*Description of the task*: Would you copy out exactly the lines of the listing below, beginning with the one that contains "Ground tree foliage" and ending with the last?

----- Material provided

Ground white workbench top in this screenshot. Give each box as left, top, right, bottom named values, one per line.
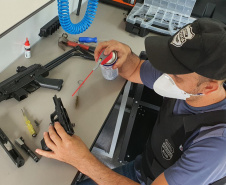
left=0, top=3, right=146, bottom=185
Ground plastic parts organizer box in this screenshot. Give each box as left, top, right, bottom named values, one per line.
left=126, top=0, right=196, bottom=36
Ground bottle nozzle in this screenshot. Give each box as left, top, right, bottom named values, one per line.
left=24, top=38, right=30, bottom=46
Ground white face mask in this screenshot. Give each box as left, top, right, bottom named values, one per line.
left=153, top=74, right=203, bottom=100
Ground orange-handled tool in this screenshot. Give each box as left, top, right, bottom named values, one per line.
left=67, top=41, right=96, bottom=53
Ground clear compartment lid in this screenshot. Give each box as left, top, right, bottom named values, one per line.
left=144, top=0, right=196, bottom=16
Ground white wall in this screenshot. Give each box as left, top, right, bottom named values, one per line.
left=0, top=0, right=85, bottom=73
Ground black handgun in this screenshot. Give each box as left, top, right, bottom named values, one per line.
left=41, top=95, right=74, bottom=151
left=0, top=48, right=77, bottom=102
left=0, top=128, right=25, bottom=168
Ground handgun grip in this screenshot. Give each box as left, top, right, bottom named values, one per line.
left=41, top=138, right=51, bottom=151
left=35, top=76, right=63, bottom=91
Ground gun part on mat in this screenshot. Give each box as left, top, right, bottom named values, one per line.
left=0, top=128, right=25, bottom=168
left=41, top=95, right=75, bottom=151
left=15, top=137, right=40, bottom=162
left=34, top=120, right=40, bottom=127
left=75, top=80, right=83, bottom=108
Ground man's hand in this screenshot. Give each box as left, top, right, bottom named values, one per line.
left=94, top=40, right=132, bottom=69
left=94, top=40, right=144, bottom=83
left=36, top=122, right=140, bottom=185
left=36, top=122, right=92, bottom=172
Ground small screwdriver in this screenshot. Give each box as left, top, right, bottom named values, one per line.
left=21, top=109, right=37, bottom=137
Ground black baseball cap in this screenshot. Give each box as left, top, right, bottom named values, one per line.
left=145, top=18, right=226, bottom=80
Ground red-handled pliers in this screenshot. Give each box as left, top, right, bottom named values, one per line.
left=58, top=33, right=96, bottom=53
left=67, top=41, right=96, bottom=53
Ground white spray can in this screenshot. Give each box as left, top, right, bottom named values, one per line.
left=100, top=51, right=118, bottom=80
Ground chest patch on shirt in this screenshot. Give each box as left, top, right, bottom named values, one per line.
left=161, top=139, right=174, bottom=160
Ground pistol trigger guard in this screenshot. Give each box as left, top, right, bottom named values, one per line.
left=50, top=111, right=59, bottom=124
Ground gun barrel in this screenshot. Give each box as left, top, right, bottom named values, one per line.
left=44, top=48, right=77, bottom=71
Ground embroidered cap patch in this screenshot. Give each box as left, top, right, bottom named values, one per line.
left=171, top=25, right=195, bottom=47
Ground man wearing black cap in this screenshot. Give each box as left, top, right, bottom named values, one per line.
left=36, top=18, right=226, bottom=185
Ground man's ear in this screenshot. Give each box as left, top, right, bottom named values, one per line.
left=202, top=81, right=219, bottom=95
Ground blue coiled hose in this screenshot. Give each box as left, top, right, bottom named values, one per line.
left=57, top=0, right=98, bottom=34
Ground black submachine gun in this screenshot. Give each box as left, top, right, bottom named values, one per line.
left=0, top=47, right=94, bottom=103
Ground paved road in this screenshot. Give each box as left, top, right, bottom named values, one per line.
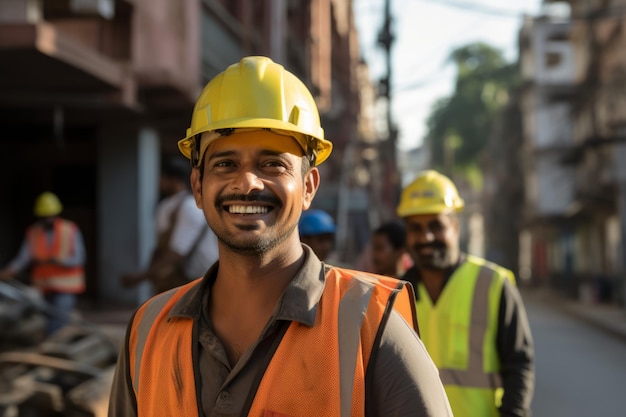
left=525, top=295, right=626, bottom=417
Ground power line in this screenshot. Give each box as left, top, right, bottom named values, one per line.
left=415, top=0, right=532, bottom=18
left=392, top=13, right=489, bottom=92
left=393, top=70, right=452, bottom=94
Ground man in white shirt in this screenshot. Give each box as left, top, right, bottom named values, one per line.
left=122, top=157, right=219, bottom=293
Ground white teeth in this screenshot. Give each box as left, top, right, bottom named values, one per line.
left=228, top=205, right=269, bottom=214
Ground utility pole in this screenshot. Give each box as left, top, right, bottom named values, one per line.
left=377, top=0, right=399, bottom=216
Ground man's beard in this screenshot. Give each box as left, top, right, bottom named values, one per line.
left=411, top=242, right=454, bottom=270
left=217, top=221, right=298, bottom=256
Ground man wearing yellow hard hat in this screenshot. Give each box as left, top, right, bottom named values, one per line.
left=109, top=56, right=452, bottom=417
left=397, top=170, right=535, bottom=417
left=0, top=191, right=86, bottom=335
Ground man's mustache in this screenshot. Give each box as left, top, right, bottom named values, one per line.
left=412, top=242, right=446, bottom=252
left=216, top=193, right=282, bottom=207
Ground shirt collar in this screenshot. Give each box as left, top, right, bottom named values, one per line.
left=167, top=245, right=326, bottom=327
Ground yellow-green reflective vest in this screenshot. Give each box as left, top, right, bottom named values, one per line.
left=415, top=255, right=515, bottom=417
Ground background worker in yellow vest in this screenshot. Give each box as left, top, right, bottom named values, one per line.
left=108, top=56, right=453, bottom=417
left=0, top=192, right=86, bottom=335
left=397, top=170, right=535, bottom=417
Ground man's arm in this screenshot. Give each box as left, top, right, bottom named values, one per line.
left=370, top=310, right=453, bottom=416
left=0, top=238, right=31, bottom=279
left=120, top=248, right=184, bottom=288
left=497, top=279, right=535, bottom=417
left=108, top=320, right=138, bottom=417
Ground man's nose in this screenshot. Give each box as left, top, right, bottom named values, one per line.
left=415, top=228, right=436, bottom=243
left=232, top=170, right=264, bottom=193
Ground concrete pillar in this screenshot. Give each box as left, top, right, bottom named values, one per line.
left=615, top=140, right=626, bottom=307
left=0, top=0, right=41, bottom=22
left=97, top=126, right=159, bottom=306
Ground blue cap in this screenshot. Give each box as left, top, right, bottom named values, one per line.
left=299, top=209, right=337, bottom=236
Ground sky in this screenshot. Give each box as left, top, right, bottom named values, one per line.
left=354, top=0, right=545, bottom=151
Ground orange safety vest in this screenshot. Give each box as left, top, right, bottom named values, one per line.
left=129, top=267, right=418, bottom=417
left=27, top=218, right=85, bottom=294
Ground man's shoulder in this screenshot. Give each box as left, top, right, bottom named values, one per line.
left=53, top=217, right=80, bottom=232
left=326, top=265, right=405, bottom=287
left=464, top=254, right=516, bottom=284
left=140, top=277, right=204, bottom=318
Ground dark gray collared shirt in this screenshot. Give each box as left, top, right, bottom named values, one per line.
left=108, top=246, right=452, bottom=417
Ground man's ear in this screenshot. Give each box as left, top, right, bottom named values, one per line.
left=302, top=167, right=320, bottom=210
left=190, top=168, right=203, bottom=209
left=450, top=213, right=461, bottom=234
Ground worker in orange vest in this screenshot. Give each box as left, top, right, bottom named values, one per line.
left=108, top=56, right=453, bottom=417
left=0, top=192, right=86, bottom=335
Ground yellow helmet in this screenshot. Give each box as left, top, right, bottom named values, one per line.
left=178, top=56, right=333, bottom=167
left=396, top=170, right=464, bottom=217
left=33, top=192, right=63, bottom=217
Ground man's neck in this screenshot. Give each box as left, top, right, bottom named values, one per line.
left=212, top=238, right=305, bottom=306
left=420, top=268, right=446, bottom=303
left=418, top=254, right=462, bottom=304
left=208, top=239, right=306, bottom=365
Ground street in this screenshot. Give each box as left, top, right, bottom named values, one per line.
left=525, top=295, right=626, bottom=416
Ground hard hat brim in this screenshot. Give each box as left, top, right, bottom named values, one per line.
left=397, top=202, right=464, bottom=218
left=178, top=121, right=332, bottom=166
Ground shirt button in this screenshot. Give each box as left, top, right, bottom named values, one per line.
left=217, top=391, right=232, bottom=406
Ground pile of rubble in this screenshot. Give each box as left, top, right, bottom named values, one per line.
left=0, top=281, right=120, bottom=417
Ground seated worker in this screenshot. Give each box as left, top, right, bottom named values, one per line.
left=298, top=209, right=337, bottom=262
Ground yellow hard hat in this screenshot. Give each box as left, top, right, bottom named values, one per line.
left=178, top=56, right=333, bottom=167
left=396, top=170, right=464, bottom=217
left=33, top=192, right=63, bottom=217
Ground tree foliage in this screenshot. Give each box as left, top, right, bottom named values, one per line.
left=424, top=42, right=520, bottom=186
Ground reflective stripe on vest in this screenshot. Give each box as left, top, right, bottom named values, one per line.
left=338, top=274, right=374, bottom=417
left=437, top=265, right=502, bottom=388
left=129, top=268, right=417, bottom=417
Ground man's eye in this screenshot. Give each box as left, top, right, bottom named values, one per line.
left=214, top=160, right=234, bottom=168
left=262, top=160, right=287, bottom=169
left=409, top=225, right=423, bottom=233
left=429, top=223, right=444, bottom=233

----------

*Your response*:
Ground tree foliage in this screenshot. Give each box as left, top, right, bottom named values, one per line.
left=424, top=42, right=520, bottom=186
Ground reflective stripe on vest in this screenshot. Give each box as left, top, right, bottom named values, one per line.
left=338, top=274, right=374, bottom=417
left=437, top=265, right=502, bottom=388
left=129, top=268, right=417, bottom=417
Ground man's eye in this screenshot. Give each box as left, top, right, bottom named values, one per line.
left=214, top=160, right=234, bottom=168
left=262, top=160, right=287, bottom=169
left=409, top=225, right=423, bottom=233
left=429, top=223, right=444, bottom=233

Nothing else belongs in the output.